TO BE DONE: Set down every record once more, exactly as given.

INPUT ROWS:
============================================================
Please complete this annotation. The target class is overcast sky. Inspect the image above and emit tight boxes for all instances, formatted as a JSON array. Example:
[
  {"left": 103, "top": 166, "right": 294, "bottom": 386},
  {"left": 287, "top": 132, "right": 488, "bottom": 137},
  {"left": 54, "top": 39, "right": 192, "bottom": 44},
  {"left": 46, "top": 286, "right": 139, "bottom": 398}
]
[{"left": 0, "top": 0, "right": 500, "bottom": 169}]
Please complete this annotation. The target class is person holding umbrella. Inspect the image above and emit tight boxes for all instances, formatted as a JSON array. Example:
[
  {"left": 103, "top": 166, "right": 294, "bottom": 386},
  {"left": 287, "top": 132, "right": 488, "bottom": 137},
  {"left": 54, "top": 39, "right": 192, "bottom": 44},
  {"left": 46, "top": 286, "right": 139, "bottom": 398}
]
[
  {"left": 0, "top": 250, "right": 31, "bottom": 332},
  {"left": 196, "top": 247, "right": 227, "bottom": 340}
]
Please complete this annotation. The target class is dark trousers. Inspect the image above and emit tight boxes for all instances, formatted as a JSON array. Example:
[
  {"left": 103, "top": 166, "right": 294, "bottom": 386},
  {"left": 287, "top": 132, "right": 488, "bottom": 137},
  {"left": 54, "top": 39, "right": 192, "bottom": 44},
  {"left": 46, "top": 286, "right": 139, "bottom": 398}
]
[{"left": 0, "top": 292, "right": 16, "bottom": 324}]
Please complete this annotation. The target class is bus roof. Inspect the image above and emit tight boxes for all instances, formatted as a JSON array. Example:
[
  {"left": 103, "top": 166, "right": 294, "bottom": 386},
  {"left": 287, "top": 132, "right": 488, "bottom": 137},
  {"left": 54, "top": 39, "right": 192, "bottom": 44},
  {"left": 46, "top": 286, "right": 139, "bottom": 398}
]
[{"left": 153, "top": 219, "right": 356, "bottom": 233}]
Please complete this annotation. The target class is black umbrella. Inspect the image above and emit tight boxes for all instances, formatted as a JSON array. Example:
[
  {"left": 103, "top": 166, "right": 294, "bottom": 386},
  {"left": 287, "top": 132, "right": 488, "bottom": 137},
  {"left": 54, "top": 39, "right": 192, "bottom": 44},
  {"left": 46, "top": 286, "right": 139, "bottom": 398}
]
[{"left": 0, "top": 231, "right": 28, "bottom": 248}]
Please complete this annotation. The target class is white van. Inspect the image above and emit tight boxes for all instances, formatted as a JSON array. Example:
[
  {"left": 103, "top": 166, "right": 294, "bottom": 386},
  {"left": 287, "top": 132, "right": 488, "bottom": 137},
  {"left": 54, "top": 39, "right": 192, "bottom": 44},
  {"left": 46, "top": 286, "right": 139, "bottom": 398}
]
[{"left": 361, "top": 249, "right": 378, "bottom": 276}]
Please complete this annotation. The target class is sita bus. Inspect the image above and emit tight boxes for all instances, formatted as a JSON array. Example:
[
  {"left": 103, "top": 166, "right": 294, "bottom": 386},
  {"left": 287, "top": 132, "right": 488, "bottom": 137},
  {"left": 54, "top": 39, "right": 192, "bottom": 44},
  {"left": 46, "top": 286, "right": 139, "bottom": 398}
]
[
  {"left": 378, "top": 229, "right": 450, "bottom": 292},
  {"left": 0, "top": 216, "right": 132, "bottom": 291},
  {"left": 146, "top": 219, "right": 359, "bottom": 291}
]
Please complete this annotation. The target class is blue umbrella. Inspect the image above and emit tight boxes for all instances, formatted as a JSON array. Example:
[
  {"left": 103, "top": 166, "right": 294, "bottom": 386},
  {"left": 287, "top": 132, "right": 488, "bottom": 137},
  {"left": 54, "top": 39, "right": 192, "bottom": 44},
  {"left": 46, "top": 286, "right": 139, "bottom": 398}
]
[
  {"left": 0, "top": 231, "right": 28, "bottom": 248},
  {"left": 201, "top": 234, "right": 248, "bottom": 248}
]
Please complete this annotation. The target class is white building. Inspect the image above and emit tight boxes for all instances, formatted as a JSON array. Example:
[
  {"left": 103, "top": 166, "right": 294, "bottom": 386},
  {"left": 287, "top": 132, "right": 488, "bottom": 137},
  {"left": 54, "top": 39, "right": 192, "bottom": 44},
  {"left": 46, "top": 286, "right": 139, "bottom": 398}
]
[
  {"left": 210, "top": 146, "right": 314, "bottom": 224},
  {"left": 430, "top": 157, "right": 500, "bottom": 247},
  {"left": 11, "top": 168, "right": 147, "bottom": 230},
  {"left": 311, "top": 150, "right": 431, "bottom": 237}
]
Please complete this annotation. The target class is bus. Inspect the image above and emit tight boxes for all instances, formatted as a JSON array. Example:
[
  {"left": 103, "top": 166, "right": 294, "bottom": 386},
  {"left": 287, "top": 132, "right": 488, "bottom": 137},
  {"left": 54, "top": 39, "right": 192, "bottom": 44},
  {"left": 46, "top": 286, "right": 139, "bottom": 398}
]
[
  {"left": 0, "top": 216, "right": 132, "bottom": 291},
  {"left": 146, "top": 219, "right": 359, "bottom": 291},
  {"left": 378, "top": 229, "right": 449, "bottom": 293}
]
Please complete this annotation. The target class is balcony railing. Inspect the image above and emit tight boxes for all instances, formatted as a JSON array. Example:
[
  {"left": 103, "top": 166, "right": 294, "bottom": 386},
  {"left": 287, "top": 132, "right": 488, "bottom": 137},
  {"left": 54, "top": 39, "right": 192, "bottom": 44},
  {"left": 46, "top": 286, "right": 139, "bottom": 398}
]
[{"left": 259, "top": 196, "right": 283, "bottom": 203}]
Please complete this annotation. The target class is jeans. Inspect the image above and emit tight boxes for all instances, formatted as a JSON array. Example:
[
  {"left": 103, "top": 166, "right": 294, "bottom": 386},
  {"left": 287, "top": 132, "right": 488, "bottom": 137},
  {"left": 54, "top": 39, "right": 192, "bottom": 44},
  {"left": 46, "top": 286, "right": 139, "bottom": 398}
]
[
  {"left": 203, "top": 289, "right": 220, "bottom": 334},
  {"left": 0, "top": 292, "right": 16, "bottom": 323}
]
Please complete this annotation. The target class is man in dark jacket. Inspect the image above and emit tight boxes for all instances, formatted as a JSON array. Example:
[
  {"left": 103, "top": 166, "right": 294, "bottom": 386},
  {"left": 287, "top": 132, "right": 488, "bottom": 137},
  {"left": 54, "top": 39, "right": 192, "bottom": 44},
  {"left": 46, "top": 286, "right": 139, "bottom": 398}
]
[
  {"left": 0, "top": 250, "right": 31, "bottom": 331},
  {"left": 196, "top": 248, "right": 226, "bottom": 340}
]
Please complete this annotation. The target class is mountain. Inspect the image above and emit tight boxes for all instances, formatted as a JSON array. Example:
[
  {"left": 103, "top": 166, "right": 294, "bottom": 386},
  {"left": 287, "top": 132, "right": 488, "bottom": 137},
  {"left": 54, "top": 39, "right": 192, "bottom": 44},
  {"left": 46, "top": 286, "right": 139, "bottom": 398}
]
============================================================
SOLUTION TO THE EXERCISE:
Please complete this annotation. The target class is overcast sky. Inspect the image above and emit tight boxes for all instances, formatted as a JSON array. Example:
[
  {"left": 103, "top": 166, "right": 294, "bottom": 386},
  {"left": 287, "top": 132, "right": 488, "bottom": 137},
  {"left": 54, "top": 39, "right": 192, "bottom": 44},
  {"left": 46, "top": 286, "right": 139, "bottom": 398}
]
[{"left": 0, "top": 0, "right": 500, "bottom": 169}]
Please complete this annotation. The target class is person holding umbrella. Inspect the image above and emit tight boxes for all instances, formatted as a JSON array. Example:
[
  {"left": 103, "top": 166, "right": 294, "bottom": 386},
  {"left": 287, "top": 132, "right": 488, "bottom": 137},
  {"left": 54, "top": 39, "right": 192, "bottom": 44},
  {"left": 46, "top": 286, "right": 139, "bottom": 398}
]
[
  {"left": 0, "top": 250, "right": 31, "bottom": 332},
  {"left": 196, "top": 247, "right": 227, "bottom": 340}
]
Please complete this annotation. The target class is dark trousers. Inspect the image above and emit tight boxes for all instances, formatted as a JSON array. Example:
[
  {"left": 103, "top": 166, "right": 294, "bottom": 386},
  {"left": 287, "top": 132, "right": 488, "bottom": 137},
  {"left": 54, "top": 39, "right": 192, "bottom": 44},
  {"left": 46, "top": 286, "right": 139, "bottom": 398}
]
[{"left": 0, "top": 292, "right": 16, "bottom": 324}]
Please complete this annotation. The target class is bus roof. Inspect the image above and emit tight boxes for all instances, formatted as a JSON array. Example:
[
  {"left": 103, "top": 166, "right": 294, "bottom": 386},
  {"left": 287, "top": 132, "right": 488, "bottom": 137},
  {"left": 54, "top": 39, "right": 192, "bottom": 44},
  {"left": 46, "top": 286, "right": 139, "bottom": 398}
]
[{"left": 153, "top": 219, "right": 356, "bottom": 233}]
Please complete this annotation. The target class is black umbrella. Inspect the image above and emit tight boxes for all instances, formatted as a JSON array. Example:
[
  {"left": 103, "top": 166, "right": 294, "bottom": 386},
  {"left": 287, "top": 132, "right": 488, "bottom": 137},
  {"left": 54, "top": 39, "right": 192, "bottom": 44},
  {"left": 46, "top": 286, "right": 139, "bottom": 398}
]
[{"left": 0, "top": 231, "right": 28, "bottom": 248}]
Please complete this annotation. The target class is white van. Inspect the image above and emit tight boxes for all instances, formatted as a JSON array. Example:
[
  {"left": 103, "top": 166, "right": 294, "bottom": 386},
  {"left": 287, "top": 132, "right": 488, "bottom": 137},
  {"left": 54, "top": 39, "right": 192, "bottom": 44},
  {"left": 46, "top": 286, "right": 139, "bottom": 398}
]
[{"left": 361, "top": 249, "right": 378, "bottom": 276}]
Please complete this annotation. The target class is sita bus. Inspect the image above and emit tight boxes for all instances, formatted as a JSON array. Example:
[
  {"left": 103, "top": 166, "right": 294, "bottom": 386},
  {"left": 287, "top": 132, "right": 488, "bottom": 137},
  {"left": 54, "top": 39, "right": 192, "bottom": 44},
  {"left": 46, "top": 286, "right": 139, "bottom": 398}
]
[
  {"left": 378, "top": 229, "right": 450, "bottom": 292},
  {"left": 0, "top": 216, "right": 132, "bottom": 291},
  {"left": 146, "top": 219, "right": 359, "bottom": 291}
]
Please complete this annotation. The target class is blue umbrella. Inspect the image above and emit tight boxes for all instances, formatted as a JSON array. Example:
[
  {"left": 103, "top": 166, "right": 294, "bottom": 386},
  {"left": 287, "top": 132, "right": 488, "bottom": 137},
  {"left": 54, "top": 39, "right": 192, "bottom": 44},
  {"left": 46, "top": 286, "right": 139, "bottom": 398}
]
[
  {"left": 0, "top": 231, "right": 28, "bottom": 248},
  {"left": 201, "top": 234, "right": 248, "bottom": 248}
]
Please complete this annotation. The target class is white building. Inspect the image above and emit tight boxes for all instances, formatted as a JSON array. Example:
[
  {"left": 103, "top": 166, "right": 294, "bottom": 386},
  {"left": 287, "top": 132, "right": 488, "bottom": 137},
  {"left": 54, "top": 39, "right": 192, "bottom": 44},
  {"left": 46, "top": 286, "right": 139, "bottom": 398}
]
[
  {"left": 210, "top": 146, "right": 314, "bottom": 224},
  {"left": 430, "top": 157, "right": 500, "bottom": 247},
  {"left": 11, "top": 168, "right": 147, "bottom": 230},
  {"left": 311, "top": 150, "right": 431, "bottom": 237}
]
Please complete this annotation. The target class is bus. Inspect the image above and emit tight boxes for all instances, formatted as a JSON array. Example:
[
  {"left": 103, "top": 166, "right": 294, "bottom": 386},
  {"left": 287, "top": 132, "right": 488, "bottom": 137},
  {"left": 54, "top": 39, "right": 192, "bottom": 44},
  {"left": 46, "top": 286, "right": 139, "bottom": 398}
]
[
  {"left": 0, "top": 216, "right": 132, "bottom": 291},
  {"left": 146, "top": 219, "right": 359, "bottom": 291},
  {"left": 378, "top": 229, "right": 449, "bottom": 293}
]
Please complete this annotation. The target class is balcony railing. Inspect the image above and emit tight boxes for all instances, formatted as a JSON array. Example:
[
  {"left": 103, "top": 166, "right": 294, "bottom": 386},
  {"left": 287, "top": 132, "right": 488, "bottom": 137},
  {"left": 54, "top": 39, "right": 192, "bottom": 44},
  {"left": 46, "top": 286, "right": 139, "bottom": 398}
]
[{"left": 259, "top": 196, "right": 283, "bottom": 203}]
Please complete this annotation. The target class is jeans. Inspect the image above and emit tight boxes for all instances, formatted as a JSON array. Example:
[
  {"left": 103, "top": 166, "right": 294, "bottom": 386},
  {"left": 287, "top": 132, "right": 488, "bottom": 137},
  {"left": 54, "top": 39, "right": 192, "bottom": 44},
  {"left": 46, "top": 286, "right": 139, "bottom": 398}
]
[
  {"left": 203, "top": 289, "right": 220, "bottom": 334},
  {"left": 0, "top": 292, "right": 16, "bottom": 323}
]
Please complete this annotation. The target class is man in dark jacket. Inspect the image above and emit tight boxes for all instances, formatted as a JSON array. Example:
[
  {"left": 103, "top": 166, "right": 294, "bottom": 386},
  {"left": 287, "top": 132, "right": 488, "bottom": 137},
  {"left": 54, "top": 39, "right": 192, "bottom": 44},
  {"left": 46, "top": 286, "right": 139, "bottom": 398}
]
[
  {"left": 0, "top": 250, "right": 31, "bottom": 331},
  {"left": 196, "top": 248, "right": 226, "bottom": 340}
]
Please complete this annotation. The target class is mountain. Inspect the image above and emit tight boxes for all instances, formatted as a JSON array. Example:
[
  {"left": 103, "top": 166, "right": 294, "bottom": 386},
  {"left": 287, "top": 132, "right": 488, "bottom": 137},
  {"left": 54, "top": 39, "right": 192, "bottom": 44},
  {"left": 46, "top": 286, "right": 139, "bottom": 398}
]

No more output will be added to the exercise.